▸ **What is expected**
Identify each line of the records below that contains the string "part", and copy every such line in full. Treat the match as case-sensitive.

▸ **Input material**
■ ■ ■ ■

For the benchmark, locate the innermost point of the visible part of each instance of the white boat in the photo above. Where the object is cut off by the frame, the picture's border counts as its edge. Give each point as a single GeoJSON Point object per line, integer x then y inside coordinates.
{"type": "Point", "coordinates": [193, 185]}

■ ■ ■ ■

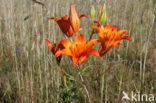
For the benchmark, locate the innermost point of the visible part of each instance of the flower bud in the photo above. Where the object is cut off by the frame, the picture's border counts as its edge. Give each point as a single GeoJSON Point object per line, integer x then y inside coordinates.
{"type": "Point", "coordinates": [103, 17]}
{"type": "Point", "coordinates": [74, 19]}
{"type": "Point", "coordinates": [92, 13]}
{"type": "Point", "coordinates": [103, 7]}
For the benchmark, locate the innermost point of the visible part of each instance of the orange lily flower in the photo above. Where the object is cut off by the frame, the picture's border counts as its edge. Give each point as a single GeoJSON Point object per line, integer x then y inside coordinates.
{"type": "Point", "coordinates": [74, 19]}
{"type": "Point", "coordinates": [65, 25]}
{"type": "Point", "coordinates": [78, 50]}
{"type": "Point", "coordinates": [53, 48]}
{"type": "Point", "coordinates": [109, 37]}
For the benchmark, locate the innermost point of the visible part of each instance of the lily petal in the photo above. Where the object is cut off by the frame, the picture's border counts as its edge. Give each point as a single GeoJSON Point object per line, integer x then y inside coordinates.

■ ■ ■ ■

▸ **Reply to the task**
For the benchmark, locate the innermost point of the visible part of each instance of the white boat in the photo above. Where the object is cut off by the frame, the picture's border counts as its edge. Give each point as a single GeoJSON Point object per line, integer x then y inside coordinates.
For the benchmark, locate the innermost point of the visible part of each instance of the flower bud in the photo above. Where the object is cut off by the frame, the picture's border counts as its edge. Give each point as a single GeoJSON Point object per line, integer x then y inside coordinates.
For the benchmark, locate the innermost point of the visible part of each instance of the orange lily flower in the photo above. Where the object is cut off by the frame, the picture's border counts as its edge. Give each point as a single GeoJSON Point object per line, integer x then y inside coordinates.
For the benchmark, locate the innermost point of the visible part of each instance of the lily petal in the photo above. Where the object is cut off by the frame, the picture's border counts as its edge. Give each point as a single GeoJSON Point object per line, integer x then y inside coordinates.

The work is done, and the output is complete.